# [Tasks to carry out]
1 > According to the TOON description, why can data be kept or sent as TOON even though an application expects JSON?
2 > Write the passage that follows the final sentence of the TOON description.

# [Document segment]
--- START ---

TOON (Token-Oriented Object Notation) is a compact, human-readable format designed for LLM prompts. It achieves 30-60% token savings compared to JSON while maintaining structure and readability.

  • Token Efficient: Removes redundant punctuation and declares array structures once
  • LLM-Friendly: Explicit lengths and fields enable better validation
  • Tabular Arrays: Perfect for uniform data structures like user lists or analytics
  • Indentation-Based: YAML-like structure with minimal syntax

About JSON ⇄ TOON Converter

Sending JSON to a language model is expensive in tokens. Every object repeats its keys, and every bracket, quote, and comma counts. TOON (Token-Oriented Object Notation) keeps the same data but lays it out so that repeated structure is written once, which is why it can substantially cut the token count of structured payloads while staying readable to a human reviewing the prompt.

This converter goes both ways. Paste JSON to get TOON you can drop into a prompt, or paste TOON to recover the original JSON your application expects. Because the round trip is lossless, you can store or transmit data as compact TOON and convert back to JSON at the boundary where your code needs it.

--- END ---

Stored data entries
--- START ---

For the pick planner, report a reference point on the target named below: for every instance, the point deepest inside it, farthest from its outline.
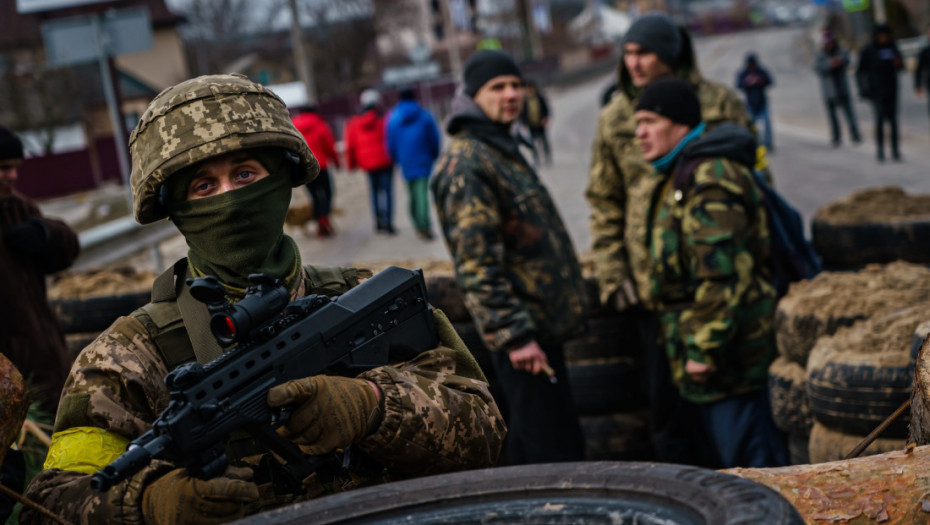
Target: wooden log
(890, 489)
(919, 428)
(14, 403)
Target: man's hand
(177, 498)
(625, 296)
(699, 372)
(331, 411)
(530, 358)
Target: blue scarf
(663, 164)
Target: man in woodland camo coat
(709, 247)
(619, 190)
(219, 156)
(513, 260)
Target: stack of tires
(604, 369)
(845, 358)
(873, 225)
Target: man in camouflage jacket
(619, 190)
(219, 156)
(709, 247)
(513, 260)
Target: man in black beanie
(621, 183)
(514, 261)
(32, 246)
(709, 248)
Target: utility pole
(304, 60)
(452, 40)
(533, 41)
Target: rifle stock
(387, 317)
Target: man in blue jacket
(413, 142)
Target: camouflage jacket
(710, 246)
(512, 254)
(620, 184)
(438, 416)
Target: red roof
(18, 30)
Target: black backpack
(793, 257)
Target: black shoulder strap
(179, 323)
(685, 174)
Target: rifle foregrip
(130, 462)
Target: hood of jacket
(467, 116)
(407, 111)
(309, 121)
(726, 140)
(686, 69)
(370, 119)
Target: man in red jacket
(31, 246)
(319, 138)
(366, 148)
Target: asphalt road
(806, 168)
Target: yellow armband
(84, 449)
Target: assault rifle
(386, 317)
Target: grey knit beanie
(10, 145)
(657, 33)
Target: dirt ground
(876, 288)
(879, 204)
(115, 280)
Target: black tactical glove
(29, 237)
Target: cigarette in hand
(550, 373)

--- END ---

# [Answers for each item]
1 > The round trip between JSON and TOON is lossless. Data can therefore be stored or transmitted as compact TOON and converted back to the original JSON at the boundary where the code needs it.

2 >
It runs in your browser, so nothing you paste is uploaded. That makes it safe for real request and response payloads, including ones with data you'd rather not send to a third-party service just to reformat it.

How to use JSON ⇄ TOON Converter

  1. Pick a direction

    Decide whether you're going JSON to TOON (to shrink a prompt) or TOON back to JSON (to feed your application).

  2. Paste your input

    Drop a JSON object or array, or a TOON document, into the input. A valid document converts; malformed input is reported so you can fix it.

  3. Review the converted output

    Read the result to confirm the structure survived the round trip — especially nested objects and arrays.

  4. Copy it where you need it

    Use the TOON in your LLM prompt to save tokens, or paste the JSON into your code or API request.